[Selected passage]
——————————

High availability and disaster recovery

This page describes your high availability (HA) options in Google Distributed Cloud, how to set up certain Google Distributed Cloud components for HA, and how to recover from disasters.

Core functionality

Google Distributed Cloud architecture with highly-available user clusters
Google Distributed Cloud architecture with highly-available user clusters (Click to enlarge)

Google Distributed Cloud includes an admin cluster and one or more user clusters.

The admin cluster manages the lifecycle of the user clusters, including user cluster creation, updates, upgrades, and deletion. In the admin cluster, the admin master manages the admin worker nodes, which include user masters (nodes running the control plane of the managed user clusters) and addon nodes (nodes running the addon components supporting the admin cluster's functionality).

For each user cluster, the admin cluster has one non-HA node or three HA nodes that run the control plane. The control plane includes the Kubernetes API server, the Kubernetes scheduler, the Kubernetes controller manager, and several critical controllers for the user cluster.

The user cluster's control plane availability is critical to workload operations such as workload creation, scaling up and down, and termination. In other words, a control plane outage does not interfere with the running workloads, but the existing workloads lose management capabilities from the Kubernetes API server if its control plane is absent.

Containerized workloads and services are deployed in the user cluster worker nodes. Any single worker node should not be critical to application availability as long as the application is deployed with redundant pods scheduled across multiple worker nodes.

——————————

[Entries provided]
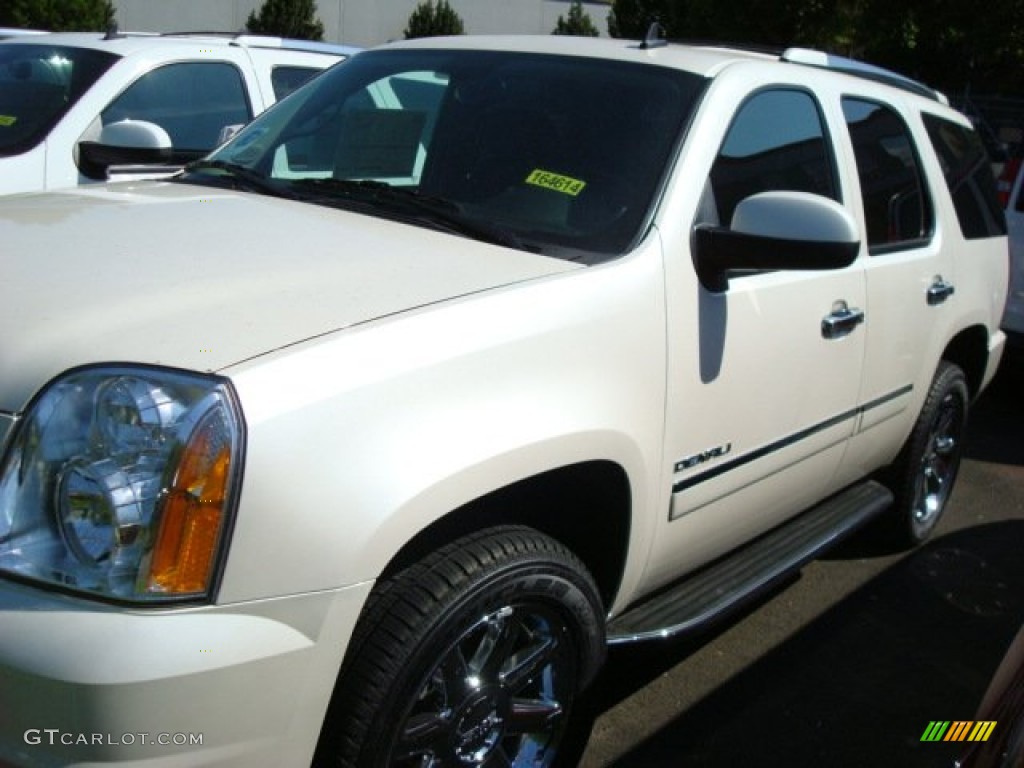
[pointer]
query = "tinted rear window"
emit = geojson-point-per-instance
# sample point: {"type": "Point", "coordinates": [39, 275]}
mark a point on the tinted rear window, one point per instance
{"type": "Point", "coordinates": [38, 85]}
{"type": "Point", "coordinates": [968, 171]}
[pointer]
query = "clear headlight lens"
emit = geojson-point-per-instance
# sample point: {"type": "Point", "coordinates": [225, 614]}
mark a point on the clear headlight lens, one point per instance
{"type": "Point", "coordinates": [120, 482]}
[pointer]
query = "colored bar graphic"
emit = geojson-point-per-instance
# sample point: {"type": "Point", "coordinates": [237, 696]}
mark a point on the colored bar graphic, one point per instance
{"type": "Point", "coordinates": [982, 730]}
{"type": "Point", "coordinates": [935, 730]}
{"type": "Point", "coordinates": [958, 730]}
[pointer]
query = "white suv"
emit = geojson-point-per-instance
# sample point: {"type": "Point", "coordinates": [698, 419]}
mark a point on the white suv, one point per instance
{"type": "Point", "coordinates": [360, 439]}
{"type": "Point", "coordinates": [76, 107]}
{"type": "Point", "coordinates": [1013, 317]}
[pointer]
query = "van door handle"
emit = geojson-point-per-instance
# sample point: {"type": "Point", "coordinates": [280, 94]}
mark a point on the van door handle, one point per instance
{"type": "Point", "coordinates": [939, 291]}
{"type": "Point", "coordinates": [841, 321]}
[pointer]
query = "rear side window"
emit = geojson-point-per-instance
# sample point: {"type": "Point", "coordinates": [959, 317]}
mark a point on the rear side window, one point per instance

——————————

[Stated exercise]
Continue the passage on high availability and disaster recovery in Google Distributed Cloud from the point where it stops.

[Reply to the task]
Google Distributed Cloud is designed to ensure that failures are isolated to a functional area as much as possible and to prioritize functionality that's critical to business continuity.

The core functionality of Google Distributed Cloud includes the following categories:

  • Application lifecycle

    Existing workloads can run continuously. This is the most important functionality to ensure business continuity.

    You can create, update, and delete workloads. This is the second most important functionality because Google Distributed Cloud needs to scale workloads when traffic increases.

  • User cluster lifecycle

    You can add, update, upgrade, and delete user clusters. This is less important because the inability to modify user clusters doesn't affect user workloads.

  • Admin cluster lifecycle

    You can update and upgrade the admin cluster. This is the least important because the admin cluster does not host any user workloads.

Failure modes

The following types of failures can affect the performance of Google Distributed Cloud clusters.

ESXi host failure

An ESXi host that runs virtual machine (VM) instances hosting Kubernetes nodes might stop functioning or become network partitioned.

Existing workloads Creating, updating, and deleting workloads User cluster lifecycle Admin cluster lifecycle
Possible disruption
+
automatic recovery
Possible disruption
+
automatic recovery
Disruption
+
automatic recovery
Disruption
+
automatic recovery

The Pods running on the VMs hosted by the failed host are disrupted, and are automatically rescheduled onto other healthy VMs.

If user applications have spare workload capacity and are spread across multiple nodes, the disruption is not observable by clients that implement retries.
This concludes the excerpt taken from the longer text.